What to do
Set down every record below exactly as written.

Information
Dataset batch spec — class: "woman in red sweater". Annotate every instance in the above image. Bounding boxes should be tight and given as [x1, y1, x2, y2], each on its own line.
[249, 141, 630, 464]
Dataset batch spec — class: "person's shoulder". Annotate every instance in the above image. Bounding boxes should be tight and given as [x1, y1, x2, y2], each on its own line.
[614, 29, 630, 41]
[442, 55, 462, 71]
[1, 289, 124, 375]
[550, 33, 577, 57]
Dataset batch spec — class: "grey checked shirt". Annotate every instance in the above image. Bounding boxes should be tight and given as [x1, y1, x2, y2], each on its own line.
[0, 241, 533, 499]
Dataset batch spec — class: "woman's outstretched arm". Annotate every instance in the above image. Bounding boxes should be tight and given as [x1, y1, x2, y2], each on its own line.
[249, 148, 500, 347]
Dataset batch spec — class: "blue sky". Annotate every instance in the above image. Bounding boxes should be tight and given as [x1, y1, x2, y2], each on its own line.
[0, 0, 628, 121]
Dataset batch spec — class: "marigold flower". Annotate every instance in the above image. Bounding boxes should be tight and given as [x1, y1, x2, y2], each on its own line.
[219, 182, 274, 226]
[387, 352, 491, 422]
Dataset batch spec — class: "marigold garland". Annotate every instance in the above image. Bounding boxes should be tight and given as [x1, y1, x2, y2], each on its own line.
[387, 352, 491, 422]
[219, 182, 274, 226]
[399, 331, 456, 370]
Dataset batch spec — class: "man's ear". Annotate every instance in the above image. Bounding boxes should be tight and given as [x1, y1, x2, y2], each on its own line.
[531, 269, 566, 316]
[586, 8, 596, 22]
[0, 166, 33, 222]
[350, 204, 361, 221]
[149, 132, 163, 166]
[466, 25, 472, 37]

Exercise output
Dataset batch spec — class: "woman in red sweater". Annotate every instance in the above image. Bounding boxes should be tight and given as [x1, y1, x2, y2], each on its own line.
[249, 141, 630, 464]
Dataset batch spec — class: "person's shoulder". Annotate every instance in the above image. Bounding boxes should be tight and given as [x1, y1, x2, y2], each on its own line.
[614, 29, 630, 41]
[442, 55, 462, 71]
[1, 289, 124, 375]
[550, 33, 577, 57]
Dataset batch spec — class: "grey checked shirt". Annotate every instance in the above image. Bounding boxes should be tight and given as [x1, y1, x2, y2], each on its own line.
[0, 241, 533, 499]
Dataset batch spec — class: "woman's outstretched arm". Annotate every instance in the above image. Bounding boxes should be tight and given as [x1, y1, x2, y2], each on its own line.
[249, 148, 500, 347]
Dataset batch spec — class: "blue sky". Annotate every instance in the above image. Bounding boxes should be tight and given as [x1, y1, x2, y2], each on its own line.
[0, 0, 628, 121]
Dataset batch spec — class: "marigold flower". Annotate every instance in the above image. Bounding boxes should be tight and given as [x1, y1, x2, y2], each on its own line.
[219, 182, 274, 226]
[387, 352, 491, 422]
Dataset batch spec — class: "marigold garland". Annotate every instance in the above image. Bounding boxes should be tight and given as [x1, y1, x2, y2], each on its own line.
[387, 352, 491, 422]
[219, 182, 274, 226]
[399, 331, 456, 370]
Dataset batch spec — class: "man's ear". Annotate every instance in the above image. Bounding boxes should be tight and given as [x1, y1, x2, y2], each on its own line.
[531, 269, 566, 316]
[586, 8, 596, 22]
[0, 166, 33, 222]
[350, 204, 361, 221]
[149, 132, 163, 166]
[466, 25, 472, 37]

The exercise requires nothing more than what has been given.